* PROBLEM TO WORK ON *
Keep the text of the data exactly as it is and omit each picture from the copy.

Photo-based referring expression data:
....................

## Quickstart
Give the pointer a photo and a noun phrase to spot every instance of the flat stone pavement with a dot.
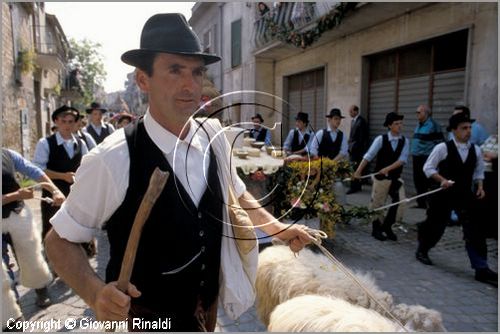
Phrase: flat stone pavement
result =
(448, 286)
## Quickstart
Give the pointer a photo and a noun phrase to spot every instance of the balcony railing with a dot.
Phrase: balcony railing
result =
(288, 19)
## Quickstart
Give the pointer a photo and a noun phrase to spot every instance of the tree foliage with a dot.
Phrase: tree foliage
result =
(85, 55)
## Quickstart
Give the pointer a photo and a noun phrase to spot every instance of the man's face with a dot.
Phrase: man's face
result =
(65, 125)
(353, 113)
(463, 132)
(256, 123)
(396, 127)
(174, 89)
(334, 122)
(421, 114)
(96, 116)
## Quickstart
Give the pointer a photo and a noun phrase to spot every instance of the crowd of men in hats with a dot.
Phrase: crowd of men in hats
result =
(199, 268)
(456, 165)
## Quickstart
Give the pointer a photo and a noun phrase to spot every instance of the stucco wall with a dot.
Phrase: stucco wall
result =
(16, 97)
(343, 57)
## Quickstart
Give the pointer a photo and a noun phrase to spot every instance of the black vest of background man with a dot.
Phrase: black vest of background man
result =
(261, 135)
(327, 147)
(178, 238)
(59, 161)
(296, 144)
(9, 184)
(387, 156)
(452, 168)
(99, 138)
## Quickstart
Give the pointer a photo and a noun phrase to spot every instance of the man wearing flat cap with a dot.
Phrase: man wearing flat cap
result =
(330, 142)
(457, 165)
(299, 139)
(59, 156)
(181, 267)
(97, 128)
(391, 150)
(260, 133)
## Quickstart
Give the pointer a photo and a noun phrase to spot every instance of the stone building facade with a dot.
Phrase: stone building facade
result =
(382, 56)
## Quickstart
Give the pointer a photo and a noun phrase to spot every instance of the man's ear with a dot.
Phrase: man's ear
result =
(142, 80)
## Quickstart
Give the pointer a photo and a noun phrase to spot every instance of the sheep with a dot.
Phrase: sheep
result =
(282, 276)
(326, 314)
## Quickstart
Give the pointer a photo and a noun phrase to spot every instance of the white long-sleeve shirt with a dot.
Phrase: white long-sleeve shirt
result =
(90, 204)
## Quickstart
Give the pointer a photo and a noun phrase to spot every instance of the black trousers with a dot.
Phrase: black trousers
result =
(474, 231)
(422, 183)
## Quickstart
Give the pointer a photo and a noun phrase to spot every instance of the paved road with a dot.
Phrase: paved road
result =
(448, 286)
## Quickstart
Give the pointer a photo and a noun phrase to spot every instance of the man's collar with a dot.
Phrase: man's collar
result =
(393, 137)
(166, 140)
(60, 140)
(458, 144)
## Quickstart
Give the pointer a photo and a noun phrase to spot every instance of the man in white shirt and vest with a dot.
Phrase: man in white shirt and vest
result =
(96, 127)
(177, 267)
(457, 165)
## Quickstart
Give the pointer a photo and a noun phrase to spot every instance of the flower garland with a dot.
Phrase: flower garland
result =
(306, 191)
(288, 34)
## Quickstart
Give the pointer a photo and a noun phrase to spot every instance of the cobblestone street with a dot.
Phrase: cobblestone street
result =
(448, 286)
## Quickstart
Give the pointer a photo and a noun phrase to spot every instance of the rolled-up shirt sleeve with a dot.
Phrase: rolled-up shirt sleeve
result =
(374, 148)
(437, 155)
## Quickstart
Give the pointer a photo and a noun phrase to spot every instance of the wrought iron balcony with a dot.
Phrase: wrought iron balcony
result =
(288, 19)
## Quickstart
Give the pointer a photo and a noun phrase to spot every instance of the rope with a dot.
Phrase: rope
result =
(406, 200)
(317, 235)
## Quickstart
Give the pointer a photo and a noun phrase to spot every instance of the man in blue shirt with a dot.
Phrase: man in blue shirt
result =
(391, 150)
(427, 134)
(17, 221)
(330, 142)
(259, 132)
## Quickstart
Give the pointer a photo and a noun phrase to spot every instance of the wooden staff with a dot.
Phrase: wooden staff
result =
(156, 185)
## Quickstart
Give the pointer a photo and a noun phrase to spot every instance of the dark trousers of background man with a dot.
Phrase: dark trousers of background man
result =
(474, 231)
(422, 183)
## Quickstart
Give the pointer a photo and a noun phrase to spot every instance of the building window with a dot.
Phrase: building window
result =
(236, 43)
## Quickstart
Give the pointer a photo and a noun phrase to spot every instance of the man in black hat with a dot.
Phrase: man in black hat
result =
(457, 165)
(391, 150)
(83, 135)
(330, 142)
(181, 253)
(298, 139)
(97, 128)
(59, 156)
(259, 132)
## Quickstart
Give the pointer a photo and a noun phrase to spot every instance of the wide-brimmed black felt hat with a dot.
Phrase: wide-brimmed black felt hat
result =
(456, 119)
(335, 112)
(302, 116)
(392, 117)
(65, 110)
(167, 33)
(96, 106)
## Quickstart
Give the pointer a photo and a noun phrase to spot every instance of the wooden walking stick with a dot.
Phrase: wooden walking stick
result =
(156, 184)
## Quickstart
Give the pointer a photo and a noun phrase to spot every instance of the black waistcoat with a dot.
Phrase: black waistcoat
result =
(327, 148)
(452, 168)
(59, 161)
(99, 138)
(387, 156)
(176, 237)
(261, 136)
(9, 184)
(296, 145)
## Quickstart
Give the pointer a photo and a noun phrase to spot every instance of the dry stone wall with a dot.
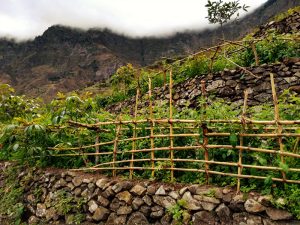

....................

* WRITTEN ANSWER *
## Quickstart
Give the pointer a photo and a noun phrase to spot every instance of the flat stone pavement with a dot.
Phrase: flat stone pavement
result =
(448, 286)
## Quickstart
Give the pointer a photo and a noun phrase to spot every instance of the balcony railing with a dot.
Phrase: balcony railing
result =
(288, 19)
## Quickstart
Give the pointer a photo and a noun phrase to spot every instance of the tree foliage with a dot.
Phrase: tree foliage
result =
(85, 55)
## Quickstart
Give the pointer a photo and a noun phrase to spot every instance of the man's face with a dot.
Phrase: man's face
result =
(65, 125)
(353, 113)
(463, 132)
(256, 123)
(396, 127)
(174, 89)
(334, 122)
(421, 114)
(96, 116)
## Quickstart
Give the pointer a photo and a noun phrase to spot every instance of the crowd of men in hats with a dot.
Phrase: crowd of men in hats
result =
(199, 268)
(456, 165)
## Quickstart
Give the pointer a photo and a noun phrase to spot every instance of the stucco wall with a dot.
Phrase: stucco wall
result =
(16, 97)
(343, 57)
## Quickstart
Give the pointer a photo and a noun phrase to spot every instance of the black vest of background man with a dot.
Phrase: black vest of background man
result =
(261, 135)
(327, 147)
(178, 238)
(59, 161)
(296, 144)
(9, 184)
(387, 156)
(452, 168)
(99, 138)
## Quickstart
Give the pointer a photo and a noun phrase to spot every instance of the man wearing flat cap with a dot.
Phrase: man wearing flat cap
result =
(330, 142)
(457, 165)
(299, 139)
(59, 156)
(181, 267)
(97, 128)
(391, 150)
(260, 133)
## Quickstart
Give the pointer a photo and a noun phrase to spot every instance of the stone building facade with a dot.
Phrase: stone building facade
result =
(382, 56)
## Quickstart
Give the pointer a photo and a noun phrase to spot every instance of the man's ear with a dot.
Phrase: man's ear
result =
(142, 80)
## Quickstart
Give the pointer a photo and a noun phrase to spot every instance of the sheep with a dot.
Phrase: sheep
result =
(282, 276)
(326, 314)
## Quickstart
Give the pointer a photo and a noun phrase to spot every instance of the white long-sleeve shirt with a dot.
Phrase: white long-sleeve shirt
result =
(90, 204)
## Quickstart
Give the pointer a photo and a noun phrase to spot every instance of the black trousers with a dot.
Phrase: black trousers
result =
(474, 231)
(422, 183)
## Quickstart
Give the pointer a photo and a noun phrase to spot every instance of the paved road with a dot.
Phrase: paved road
result =
(448, 286)
## Quickstart
Give the pointer a photo and a noun phrase to spot every instance of the man's collar with a dot.
Phrase: man's collar
result =
(393, 137)
(166, 140)
(60, 140)
(458, 144)
## Quickstart
Give the pointer a photo and a noun phrase to spot every instance of the man in white shirt and vest with a dot.
Phrase: man in white shirt and vest
result =
(96, 127)
(177, 267)
(457, 165)
## Quickstart
Give the pointer a photo and a noun phrase to spot every instance of the flower garland with a dot.
Phrase: flower garland
result =
(306, 191)
(288, 34)
## Quickstart
Give the pointer a photo and a noun phrase to spot every instance of the cobblestone street with a dot.
Phrase: cobblestone street
result =
(448, 286)
## Quickstart
Give the pointer a photo and a noun phrase to spot every instance of the rolled-up shirt sleeve with a dot.
Phrase: rolled-up shirt sleeve
result =
(374, 148)
(437, 155)
## Quickstart
Give the pointer a photo and a noun phrase to spot every instance of the wrought iron balcony with a dot.
Phrase: wrought iron balcony
result =
(288, 19)
## Quickstart
Give the pointer a photo and a noun phrase to spot every instance of the rope with a dot.
Phrase: rope
result =
(406, 200)
(317, 235)
## Quickstart
Give the pointer a photo and a noun phrase to spot every instance of the man in blue shirt with a dot.
Phrase: man in blue shirt
result =
(391, 150)
(427, 134)
(17, 221)
(330, 142)
(259, 132)
## Quickstart
Give the pointer a photo and a noun phrase to spot every instance of the wooden staff with a dot.
Phrase: wooden staff
result =
(156, 185)
## Quickstart
Give the pointer a photo and a noun phrase to spot every instance of the dark trousers of background man with a dot.
Phrase: dark trousers of background man
result =
(474, 231)
(422, 183)
## Quickstart
Give the pointer a photo and a noun phrase to spot every instance of the building window with a dot.
Phrase: building window
result =
(236, 43)
## Quickstart
Give the pointer a photo and a noun phrase to spot every instance of the man in black hat with a dot.
Phrase: man in black hat
result =
(457, 165)
(391, 150)
(83, 135)
(330, 142)
(181, 253)
(298, 139)
(97, 128)
(59, 156)
(259, 132)
## Quickstart
Give the pointer a photo and a noun phrase to spot every instance of the wide-brimmed black felt hat with a dot.
Phrase: wide-brimmed black felt hat
result =
(456, 119)
(335, 112)
(302, 116)
(392, 117)
(65, 110)
(167, 33)
(96, 106)
## Quickstart
Give the pointer a photo and a noun phrase to spot every instance of the wooden walking stick with a dot.
Phrase: wooden walking stick
result =
(156, 184)
## Quickstart
Give the pointer a photo and a noun phrase to spot every instance of the black waistcoat with a dot.
Phrase: black waistcoat
result =
(327, 148)
(452, 168)
(59, 161)
(99, 138)
(387, 156)
(176, 237)
(261, 136)
(9, 184)
(296, 145)
## Quickstart
Give the pointer a photo and a noun phrase to spot every instance of the dry stone wall with a dot.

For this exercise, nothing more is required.